▸ **Source text**
/---

Allegory
A work with two levels of meaning - a literal on e a symbolic one. In such a work, most of the
characters, objects, settings, and events represent abstract qualities. Personification is often used
in traditional allegories. As in a fable or a parable, the purpose of an allegory may be to convey truths about
life, to teach religious or moral lessons, or to criticize social institutions.
Example: Animal Farm by George Well. In this story, the animals on the farm overthrow the humans and take over running the place. The farm politics represent real politics in the real word.
Alliteration
The practice of beginning several consecutive or neighboring words with the same sound
Example: Allen ate apples
Allusion
A reference to a mythological, literary, or historical person, place, or thing.
Example: "He was a Good Samaritan yesterday when he helped the lady start her car." This refers to the biblical story of the Good Samaritan.
Anadiplosis
Rhetorical device where a word or phrase at the end of a sentence or phrase is repeated at
the beginning of the next sentence or phrase.
Example: "When I give I give myself."
Analogy
Comparison between two different things or the relationship between them. Can explain
something unfamiliar by associating it with or pointing out its similarity to something more familiar.

\---

▸ **Given records**
/---

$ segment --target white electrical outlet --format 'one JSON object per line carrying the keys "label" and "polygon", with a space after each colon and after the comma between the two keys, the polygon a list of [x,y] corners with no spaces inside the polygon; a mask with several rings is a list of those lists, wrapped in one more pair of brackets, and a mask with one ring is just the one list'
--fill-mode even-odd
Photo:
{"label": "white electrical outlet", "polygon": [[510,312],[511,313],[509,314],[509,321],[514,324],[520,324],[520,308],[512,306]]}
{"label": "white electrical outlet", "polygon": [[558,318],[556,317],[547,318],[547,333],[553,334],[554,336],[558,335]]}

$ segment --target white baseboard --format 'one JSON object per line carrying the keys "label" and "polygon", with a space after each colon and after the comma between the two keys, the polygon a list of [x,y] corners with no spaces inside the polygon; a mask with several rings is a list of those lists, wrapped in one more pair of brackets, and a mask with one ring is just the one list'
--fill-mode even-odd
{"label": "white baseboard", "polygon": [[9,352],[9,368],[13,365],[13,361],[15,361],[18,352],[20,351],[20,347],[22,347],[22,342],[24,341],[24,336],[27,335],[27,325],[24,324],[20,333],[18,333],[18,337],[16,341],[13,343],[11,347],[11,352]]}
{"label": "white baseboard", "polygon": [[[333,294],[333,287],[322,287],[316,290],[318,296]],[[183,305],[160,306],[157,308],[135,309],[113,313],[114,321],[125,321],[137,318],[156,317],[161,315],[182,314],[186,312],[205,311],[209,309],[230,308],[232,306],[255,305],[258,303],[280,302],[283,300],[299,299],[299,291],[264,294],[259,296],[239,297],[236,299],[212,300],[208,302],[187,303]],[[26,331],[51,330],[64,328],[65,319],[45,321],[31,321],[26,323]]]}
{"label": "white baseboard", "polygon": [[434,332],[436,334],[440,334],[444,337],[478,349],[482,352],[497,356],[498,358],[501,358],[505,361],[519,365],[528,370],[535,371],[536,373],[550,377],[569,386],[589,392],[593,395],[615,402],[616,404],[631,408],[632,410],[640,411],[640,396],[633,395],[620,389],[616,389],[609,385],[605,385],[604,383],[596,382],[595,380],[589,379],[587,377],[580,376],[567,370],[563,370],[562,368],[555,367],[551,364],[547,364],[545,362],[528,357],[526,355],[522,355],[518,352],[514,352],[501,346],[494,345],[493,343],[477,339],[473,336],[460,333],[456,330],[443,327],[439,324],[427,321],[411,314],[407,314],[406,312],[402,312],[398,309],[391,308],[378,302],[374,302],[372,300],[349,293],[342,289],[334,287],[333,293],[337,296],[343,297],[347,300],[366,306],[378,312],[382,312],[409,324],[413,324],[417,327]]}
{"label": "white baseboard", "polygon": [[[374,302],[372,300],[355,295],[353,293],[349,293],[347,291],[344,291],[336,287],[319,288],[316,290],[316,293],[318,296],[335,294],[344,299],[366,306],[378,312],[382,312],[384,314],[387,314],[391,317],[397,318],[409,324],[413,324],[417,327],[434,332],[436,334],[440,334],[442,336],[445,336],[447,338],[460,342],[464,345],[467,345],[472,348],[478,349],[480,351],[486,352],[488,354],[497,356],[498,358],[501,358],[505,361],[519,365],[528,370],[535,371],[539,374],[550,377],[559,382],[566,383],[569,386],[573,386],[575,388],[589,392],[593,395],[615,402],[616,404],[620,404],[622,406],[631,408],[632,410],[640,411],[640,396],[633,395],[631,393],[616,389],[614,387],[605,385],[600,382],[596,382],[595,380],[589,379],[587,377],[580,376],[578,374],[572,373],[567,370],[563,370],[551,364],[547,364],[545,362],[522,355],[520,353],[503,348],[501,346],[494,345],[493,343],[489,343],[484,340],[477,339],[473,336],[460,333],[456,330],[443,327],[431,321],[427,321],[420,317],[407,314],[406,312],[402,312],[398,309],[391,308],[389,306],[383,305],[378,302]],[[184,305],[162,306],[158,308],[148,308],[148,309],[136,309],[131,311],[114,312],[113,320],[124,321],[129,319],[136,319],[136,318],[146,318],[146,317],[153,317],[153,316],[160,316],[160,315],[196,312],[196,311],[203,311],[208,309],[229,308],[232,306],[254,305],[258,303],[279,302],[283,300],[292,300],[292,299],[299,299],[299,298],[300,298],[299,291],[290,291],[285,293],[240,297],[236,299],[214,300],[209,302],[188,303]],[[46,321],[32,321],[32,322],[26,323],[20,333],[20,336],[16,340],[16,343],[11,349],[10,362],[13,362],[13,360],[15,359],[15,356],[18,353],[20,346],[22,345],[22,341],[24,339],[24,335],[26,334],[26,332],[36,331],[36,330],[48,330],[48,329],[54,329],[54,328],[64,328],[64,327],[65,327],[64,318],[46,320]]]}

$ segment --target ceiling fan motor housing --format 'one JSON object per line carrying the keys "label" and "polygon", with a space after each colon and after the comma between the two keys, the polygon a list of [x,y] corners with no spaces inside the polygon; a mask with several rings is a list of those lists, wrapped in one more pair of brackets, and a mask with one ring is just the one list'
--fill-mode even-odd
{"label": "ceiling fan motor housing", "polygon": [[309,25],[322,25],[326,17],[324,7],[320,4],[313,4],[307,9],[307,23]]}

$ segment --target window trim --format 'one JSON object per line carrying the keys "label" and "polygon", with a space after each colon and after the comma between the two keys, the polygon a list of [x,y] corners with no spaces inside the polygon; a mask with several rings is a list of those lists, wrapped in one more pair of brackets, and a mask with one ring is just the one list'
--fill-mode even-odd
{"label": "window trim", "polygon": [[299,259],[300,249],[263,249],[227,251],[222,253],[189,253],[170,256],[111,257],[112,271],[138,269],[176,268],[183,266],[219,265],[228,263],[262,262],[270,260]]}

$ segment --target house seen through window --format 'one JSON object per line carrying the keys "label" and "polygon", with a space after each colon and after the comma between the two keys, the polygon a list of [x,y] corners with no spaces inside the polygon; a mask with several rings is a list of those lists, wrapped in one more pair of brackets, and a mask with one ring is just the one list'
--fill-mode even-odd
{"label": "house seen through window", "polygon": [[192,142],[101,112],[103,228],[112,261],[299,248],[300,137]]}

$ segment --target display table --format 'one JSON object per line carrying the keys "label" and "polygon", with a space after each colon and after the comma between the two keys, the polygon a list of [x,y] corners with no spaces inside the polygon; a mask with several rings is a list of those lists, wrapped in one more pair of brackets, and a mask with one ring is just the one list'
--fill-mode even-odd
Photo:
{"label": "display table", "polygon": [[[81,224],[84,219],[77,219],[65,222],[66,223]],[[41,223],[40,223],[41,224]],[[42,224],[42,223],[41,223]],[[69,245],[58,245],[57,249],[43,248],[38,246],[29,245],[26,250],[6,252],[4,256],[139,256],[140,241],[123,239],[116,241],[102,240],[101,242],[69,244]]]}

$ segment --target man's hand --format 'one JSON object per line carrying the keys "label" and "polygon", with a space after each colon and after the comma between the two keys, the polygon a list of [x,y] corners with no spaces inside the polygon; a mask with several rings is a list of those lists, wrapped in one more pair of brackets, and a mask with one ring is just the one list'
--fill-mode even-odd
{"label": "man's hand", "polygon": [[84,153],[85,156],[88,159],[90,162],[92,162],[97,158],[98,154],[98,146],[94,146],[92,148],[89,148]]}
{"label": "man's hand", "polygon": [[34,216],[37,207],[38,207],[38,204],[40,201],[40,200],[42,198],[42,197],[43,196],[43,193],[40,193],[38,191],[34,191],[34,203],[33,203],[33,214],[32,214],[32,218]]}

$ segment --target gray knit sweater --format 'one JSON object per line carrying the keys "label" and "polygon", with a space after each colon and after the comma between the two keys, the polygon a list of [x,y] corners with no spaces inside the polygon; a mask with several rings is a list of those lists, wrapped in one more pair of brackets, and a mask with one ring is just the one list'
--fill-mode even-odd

\---

▸ **Task list**
a) Repeat the passage of the literary terms glossary starting at "Alliteration" and ending at "sentence or phrase.".
b) Please return each line of the records that contains the word "window".
The text and the records have no connection to each other.

▸ **Expected outputs**
a)
Alliteration
The practice of beginning several consecutive or neighboring words with the same sound
Example: Allen ate apples
Allusion
A reference to a mythological, literary, or historical person, place, or thing.
Example: "He was a Good Samaritan yesterday when he helped the lady start her car." This refers to the biblical story of the Good Samaritan.
Anadiplosis
Rhetorical device where a word or phrase at the end of a sentence or phrase is repeated at
the beginning of the next sentence or phrase.

b)
$ segment --target window trim --format 'one JSON object per line carrying the keys "label" and "polygon", with a space after each colon and after the comma between the two keys, the polygon a list of [x,y] corners with no spaces inside the polygon; a mask with several rings is a list of those lists, wrapped in one more pair of brackets, and a mask with one ring is just the one list'
{"label": "window trim", "polygon": [[299,259],[300,249],[263,249],[227,251],[222,253],[189,253],[170,256],[111,257],[112,271],[138,269],[176,268],[183,266],[219,265],[228,263],[262,262],[270,260]]}
$ segment --target house seen through window --format 'one JSON object per line carrying the keys "label" and "polygon", with a space after each colon and after the comma between the two keys, the polygon a list of [x,y] corners with no spaces inside the polygon; a mask with several rings is a list of those lists, wrapped in one more pair of brackets, and a mask with one ring is just the one list'
{"label": "house seen through window", "polygon": [[192,142],[101,112],[103,228],[112,261],[299,248],[300,137]]}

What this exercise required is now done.